▶ _WHAT TO DO_: Copy the following lines verbatim, keeping every character and line break unchanged.

▶ _INFORMATION SHOWN_:
━━━━━━━━━━

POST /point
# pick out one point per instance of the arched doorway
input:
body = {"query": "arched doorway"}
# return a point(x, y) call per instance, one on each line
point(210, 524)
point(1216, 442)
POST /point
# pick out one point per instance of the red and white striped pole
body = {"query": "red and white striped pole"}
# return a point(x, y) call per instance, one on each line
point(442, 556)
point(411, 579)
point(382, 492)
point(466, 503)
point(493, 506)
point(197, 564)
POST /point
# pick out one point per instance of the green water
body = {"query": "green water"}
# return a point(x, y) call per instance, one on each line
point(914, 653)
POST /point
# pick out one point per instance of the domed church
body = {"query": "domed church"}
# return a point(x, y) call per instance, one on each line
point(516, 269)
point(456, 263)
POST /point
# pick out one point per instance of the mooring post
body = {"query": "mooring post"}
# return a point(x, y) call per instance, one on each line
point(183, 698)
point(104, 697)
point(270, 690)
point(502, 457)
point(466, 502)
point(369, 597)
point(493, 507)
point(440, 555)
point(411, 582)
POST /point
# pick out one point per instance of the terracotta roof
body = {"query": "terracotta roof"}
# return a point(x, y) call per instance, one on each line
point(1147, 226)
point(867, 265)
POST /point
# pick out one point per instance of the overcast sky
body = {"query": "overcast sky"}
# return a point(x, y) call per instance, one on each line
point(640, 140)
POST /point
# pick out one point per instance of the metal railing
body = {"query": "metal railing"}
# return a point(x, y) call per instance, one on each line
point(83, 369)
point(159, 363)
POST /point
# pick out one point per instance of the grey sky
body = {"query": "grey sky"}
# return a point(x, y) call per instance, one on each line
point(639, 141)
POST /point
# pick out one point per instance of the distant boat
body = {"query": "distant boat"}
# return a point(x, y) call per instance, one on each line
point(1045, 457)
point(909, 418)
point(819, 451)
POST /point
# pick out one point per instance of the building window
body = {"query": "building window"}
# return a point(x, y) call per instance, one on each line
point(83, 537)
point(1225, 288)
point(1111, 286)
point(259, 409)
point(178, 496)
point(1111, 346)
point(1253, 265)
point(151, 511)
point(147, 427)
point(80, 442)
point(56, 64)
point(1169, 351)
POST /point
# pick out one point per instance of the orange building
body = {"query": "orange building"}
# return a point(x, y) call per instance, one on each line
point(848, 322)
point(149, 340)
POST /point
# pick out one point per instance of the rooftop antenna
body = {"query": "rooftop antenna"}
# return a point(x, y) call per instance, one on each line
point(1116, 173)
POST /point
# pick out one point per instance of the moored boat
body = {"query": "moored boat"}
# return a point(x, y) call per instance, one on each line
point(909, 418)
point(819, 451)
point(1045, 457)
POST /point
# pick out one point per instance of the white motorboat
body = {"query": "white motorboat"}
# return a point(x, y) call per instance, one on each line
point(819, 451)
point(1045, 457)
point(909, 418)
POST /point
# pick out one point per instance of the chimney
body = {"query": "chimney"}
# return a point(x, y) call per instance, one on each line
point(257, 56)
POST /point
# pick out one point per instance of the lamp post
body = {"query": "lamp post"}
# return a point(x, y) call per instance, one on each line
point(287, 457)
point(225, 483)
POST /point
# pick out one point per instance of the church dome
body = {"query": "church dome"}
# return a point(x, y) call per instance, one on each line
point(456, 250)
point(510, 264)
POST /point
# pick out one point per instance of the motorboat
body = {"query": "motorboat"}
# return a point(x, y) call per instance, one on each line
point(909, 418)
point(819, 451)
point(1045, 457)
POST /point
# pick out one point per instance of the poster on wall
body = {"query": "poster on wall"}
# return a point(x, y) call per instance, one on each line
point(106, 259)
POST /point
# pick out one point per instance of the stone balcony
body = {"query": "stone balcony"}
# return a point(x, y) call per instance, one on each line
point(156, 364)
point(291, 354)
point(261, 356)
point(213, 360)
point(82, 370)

━━━━━━━━━━

▶ _RESULT BELOW_:
POST /point
# pick out one point per instance of the arched doorway
input:
body = {"query": "arched doorway"}
# return a point(x, y) call per instance, one on each line
point(210, 524)
point(1216, 442)
POST /point
# pick out one point per instance of the red and white striped pole
body = {"query": "red and white striped pole"}
# return a point(x, y) call per instance, one on each line
point(442, 556)
point(411, 579)
point(382, 492)
point(466, 503)
point(493, 506)
point(197, 564)
POST /point
# pick out one point per instance of the green water
body = {"query": "green water"}
# return a point(x, y) call per instance, one on each line
point(914, 653)
POST /point
# pick out one point per instance of the domed church
body = {"query": "domed church"}
# return a point(x, y) call per instance, one on each line
point(516, 269)
point(456, 263)
POST /point
# pick out one point per instance of the mooring post
body = {"query": "mooring post"}
# return a point(x, y) call per instance, one on each line
point(183, 698)
point(104, 697)
point(270, 690)
point(502, 457)
point(466, 502)
point(369, 597)
point(493, 507)
point(440, 555)
point(411, 582)
POST /point
# pick out one point per instance of the terracotta roof
body = {"query": "terracotta roof"}
# return a point(x, y) call per instance, one on each line
point(1147, 226)
point(867, 265)
POST /point
# pick out one point per instance of the overcast sky
body = {"query": "overcast sky"}
# return a point(x, y) call per instance, one on each line
point(640, 140)
POST /point
# pick out one point per instance of the metal railing
body = {"query": "metal railing"}
# return a point(x, y) call per instance, one on each line
point(83, 369)
point(159, 363)
POST /point
# pick out one point per instance of the grey sky
body = {"query": "grey sky"}
# return a point(x, y) call per instance, one on each line
point(639, 141)
POST /point
# pick out one point per instance of the distant boat
body = {"query": "distant boat"}
# return a point(x, y) call per instance, one on each line
point(1045, 457)
point(909, 418)
point(819, 451)
POST /point
# pick out one point per instance of the building window
body = {"query": "building window"}
# return a point(x, y) call per instance, one on each line
point(83, 537)
point(1225, 288)
point(1111, 286)
point(259, 409)
point(178, 496)
point(1111, 346)
point(1253, 265)
point(151, 511)
point(147, 427)
point(80, 442)
point(56, 64)
point(1169, 351)
POST /point
# pick out one point per instance of the orange building
body = {"query": "orange building"}
# return a point(x, y) call per instance, one on each line
point(848, 322)
point(149, 340)
POST /point
# pick out one point per instance of the rooftop antenna
body = {"query": "rooftop antenna"}
# return a point(x, y) call per instance, one on each line
point(1116, 173)
POST /point
# pick out one point per instance of the moored boat
body = {"query": "moored boat"}
# return a point(x, y) call per instance, one on each line
point(909, 418)
point(819, 451)
point(1045, 457)
POST /point
# pick out one point per instance of the white motorboat
body = {"query": "white motorboat"}
# return a point(x, y) call per instance, one on each line
point(819, 451)
point(1045, 457)
point(909, 418)
POST /point
# pick out one point per instance of the chimney
body = {"query": "chimney"}
# return a point(x, y) call per instance, one on each line
point(257, 56)
POST /point
# pick out one point per instance of the lamp post
body = {"query": "lamp post"}
# return a point(x, y) call per instance, one on each line
point(287, 457)
point(225, 483)
POST /point
# pick out one point per instance of the church dome
body = {"query": "church dome"}
# return a point(x, y) call per instance, one on each line
point(456, 250)
point(510, 264)
POST /point
# pick out one point per instance of the motorboat
body = {"query": "motorboat"}
# return a point(x, y) call per instance, one on each line
point(909, 418)
point(819, 451)
point(1045, 457)
POST /point
# pick out one point per instance of the poster on wall
body = {"query": "poster on wall"}
# return a point(x, y) call per instance, one on each line
point(106, 259)
POST /point
# pick out one point per instance of the stone balcony
body = {"query": "stone balcony"}
# return a point(x, y) call per instance, one on each line
point(156, 364)
point(291, 354)
point(261, 356)
point(213, 360)
point(82, 370)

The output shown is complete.